**Extrait:**
* * * *

Maîtres Stéphanie Gandet et Sébastien Bécue, Green Law Avocats
Par un arrêt du 15 décembre 2022 (n°21LY00407, 22LY00073, jurisprudence cabinet disponible ici, la Cour administrative d’appel de Lyon se prononce sur la question de la soumission à la dérogation « espèces protégées » d’un parc éolien en exploitation.
Il s’agit de la première application du raisonnement proposé par le Conseil d’Etat dans son avis tout récent du 9 décembre 2022 (n°463563).
C’est l’occasion pour le cabinet GREEN LAW AVOCATS de revenir sur les récents développements jurisprudentiels en la matière.
1. Jusqu'à présent : Le flou jurisprudentiel devant les juges du fond (CAA Douai, 27 avril 2022, n°20DA01392)
Au cours des années 2021 et 2022 un flou important s’est développé devant les juridictions du fond concernant la question de la soumission des projets à dérogation « espèces protégées ».
Alors que certaines juridictions retiennent une appréciation relativement fine du risque pour les espèces protégées, la Cour administrative d’appel de Bordeaux, dans une série d’arrêts, juge qu’une dérogation « espèces protégées » est nécessaire même lorsque le risque pour les espèces est faible. Surtout, la Cour considère que la caractérisation du risque doit se faire sans tenir compte des mesures d’évitement et de réduction.
Saisie des mêmes questions, la Cour administrative d’appel de Douai décide d’interroger le Conseil d’Etat sur deux points :
Est-ce qu’une dérogation est nécessaire dès le premier spécimen à risque, ou « faut-il que le projet soit susceptible d’entraîner ces atteintes sur une part significative de ces spécimens ou habitats en tenant compte notamment de leur nombre et du régime de protection applicable aux espèces concernées ? »
Est-ce que dans le cadre de l’appréciation du risque, il doit être tenu compte des mesures d’évitement et de réduction proposées ? (CAA Douai, 27 avril 2022, n°20DA01392).
Les conséquences sont fondamentales.
Si la réponse est négative à l’une de ces deux questions, alors l’ensemble des projets éoliens, et un grand nombre d’activités courantes (sylviculture, agricole etc.), pourraient, du seul fait de leur nature, être soumis à dérogation « espèces protégées ». En effet, la mise en œuvre de ces activités, même régulée au mieux, comporte toujours un risque de destruction accidentelle et exceptionnelle de spécimens d’espèces protégées. Etant rappelé que la quasi-totalité des espèces sauvages présentes sur le territoire sont strictement protégées.
Or le régime de la dérogation n’est à l’évidence pas conçu pour s’appliquer à un si grand nombre d’activités. D’une part, les critères de délivrance sont trop exigeants pour s’appliquer à des « petits projets » et, d’autre part, l’administration n’est pas dotée des moyens humains lui permettant de gérer un tel afflux de demandes de dérogation.

* * * *

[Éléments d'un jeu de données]

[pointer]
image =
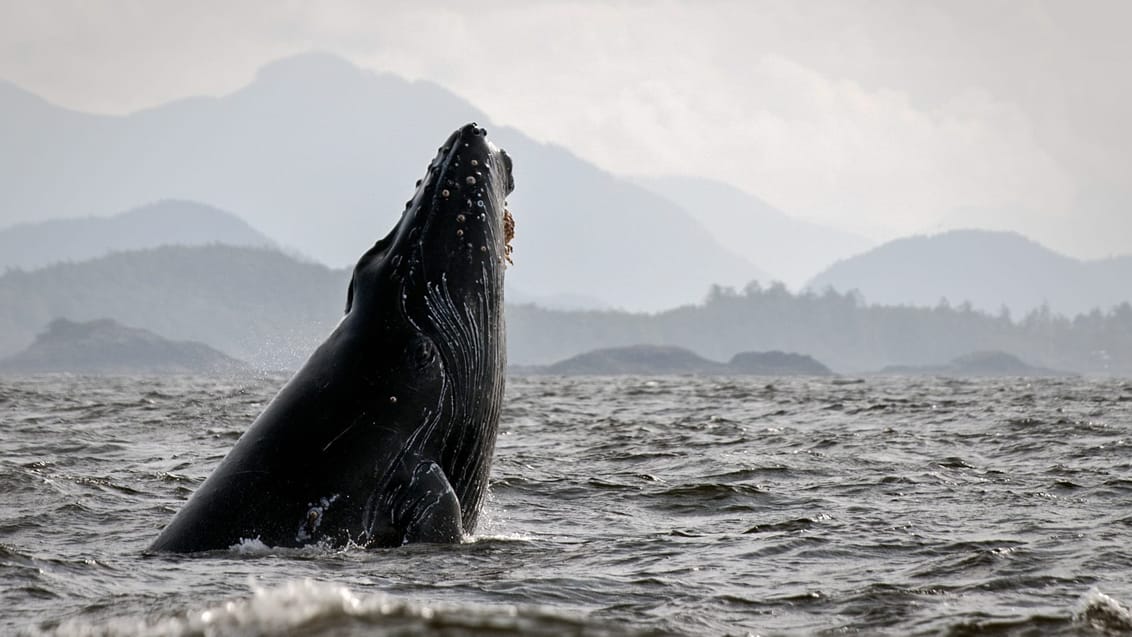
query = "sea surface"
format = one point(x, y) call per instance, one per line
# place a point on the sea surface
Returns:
point(618, 506)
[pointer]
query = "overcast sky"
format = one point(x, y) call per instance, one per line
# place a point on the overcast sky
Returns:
point(880, 118)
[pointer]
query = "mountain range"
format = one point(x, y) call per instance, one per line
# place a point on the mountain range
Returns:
point(320, 156)
point(991, 270)
point(271, 310)
point(794, 249)
point(171, 222)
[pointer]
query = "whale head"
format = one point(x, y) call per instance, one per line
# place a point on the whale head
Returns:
point(439, 276)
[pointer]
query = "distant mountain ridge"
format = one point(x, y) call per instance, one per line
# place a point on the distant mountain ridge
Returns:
point(988, 269)
point(790, 249)
point(106, 346)
point(253, 303)
point(322, 155)
point(272, 310)
point(164, 223)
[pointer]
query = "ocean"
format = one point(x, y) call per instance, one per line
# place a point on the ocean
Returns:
point(618, 506)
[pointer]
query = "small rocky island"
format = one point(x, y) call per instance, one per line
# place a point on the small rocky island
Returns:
point(665, 360)
point(106, 346)
point(985, 363)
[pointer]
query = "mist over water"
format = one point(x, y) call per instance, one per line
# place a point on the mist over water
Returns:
point(678, 505)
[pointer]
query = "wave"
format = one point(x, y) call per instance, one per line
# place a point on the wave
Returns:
point(316, 608)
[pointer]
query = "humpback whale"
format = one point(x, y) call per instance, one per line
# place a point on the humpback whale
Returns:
point(385, 435)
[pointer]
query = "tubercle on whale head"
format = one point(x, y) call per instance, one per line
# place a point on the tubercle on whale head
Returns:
point(456, 226)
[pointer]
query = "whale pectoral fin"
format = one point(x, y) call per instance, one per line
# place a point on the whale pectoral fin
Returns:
point(431, 508)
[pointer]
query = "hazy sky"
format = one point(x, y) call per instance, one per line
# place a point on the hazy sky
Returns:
point(881, 118)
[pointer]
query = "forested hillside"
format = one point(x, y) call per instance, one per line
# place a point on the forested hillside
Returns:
point(266, 308)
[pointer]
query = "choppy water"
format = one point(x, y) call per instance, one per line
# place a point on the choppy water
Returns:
point(627, 506)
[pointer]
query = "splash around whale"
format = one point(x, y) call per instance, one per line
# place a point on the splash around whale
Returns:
point(385, 436)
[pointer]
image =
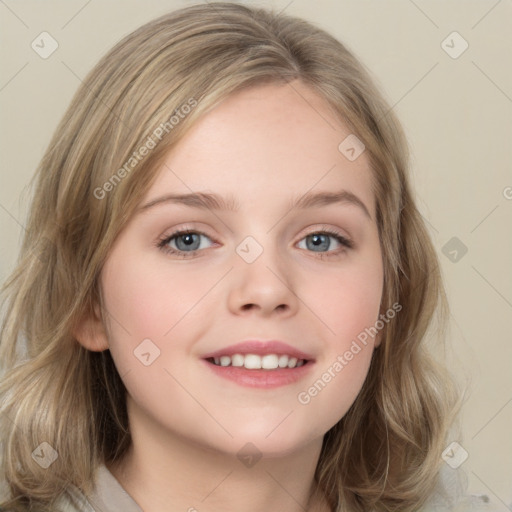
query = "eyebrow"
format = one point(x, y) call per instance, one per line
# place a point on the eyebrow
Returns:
point(209, 201)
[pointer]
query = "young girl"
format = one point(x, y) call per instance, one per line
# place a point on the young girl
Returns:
point(225, 287)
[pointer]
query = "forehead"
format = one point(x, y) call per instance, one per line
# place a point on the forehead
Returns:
point(265, 143)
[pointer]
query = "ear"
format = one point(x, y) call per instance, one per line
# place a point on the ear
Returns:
point(90, 331)
point(378, 339)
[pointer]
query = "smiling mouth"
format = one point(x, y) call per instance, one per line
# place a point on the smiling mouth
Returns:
point(256, 362)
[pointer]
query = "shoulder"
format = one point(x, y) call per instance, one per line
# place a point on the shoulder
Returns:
point(108, 494)
point(451, 495)
point(73, 500)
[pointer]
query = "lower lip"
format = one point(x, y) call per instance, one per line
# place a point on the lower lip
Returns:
point(266, 379)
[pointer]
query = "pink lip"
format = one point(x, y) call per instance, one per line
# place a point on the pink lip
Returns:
point(260, 348)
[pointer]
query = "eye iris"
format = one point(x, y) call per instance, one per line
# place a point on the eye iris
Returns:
point(187, 238)
point(318, 242)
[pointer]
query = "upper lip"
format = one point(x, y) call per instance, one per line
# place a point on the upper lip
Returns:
point(260, 348)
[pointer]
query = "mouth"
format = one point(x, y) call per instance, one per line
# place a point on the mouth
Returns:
point(269, 362)
point(259, 364)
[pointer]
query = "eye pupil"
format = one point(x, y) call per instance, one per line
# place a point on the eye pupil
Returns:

* * * *

**Objectifs:**
(a) D'après l'extrait, quelle juridiction a choisi d'interroger le Conseil d'État sur deux points ?
(b) Reproduisez fidèlement le passage de l'extrait allant de « C’est l’occasion pour » à « fond (CAA Douai, 27 avril 2022, n°20DA01392) », ces deux bornes comprises.

**Réponses aux consignes:**
(a) La Cour administrative d'appel de Douai.

(b)
C’est l’occasion pour le cabinet GREEN LAW AVOCATS de revenir sur les récents développements jurisprudentiels en la matière.
1. Jusqu'à présent : Le flou jurisprudentiel devant les juges du fond (CAA Douai, 27 avril 2022, n°20DA01392)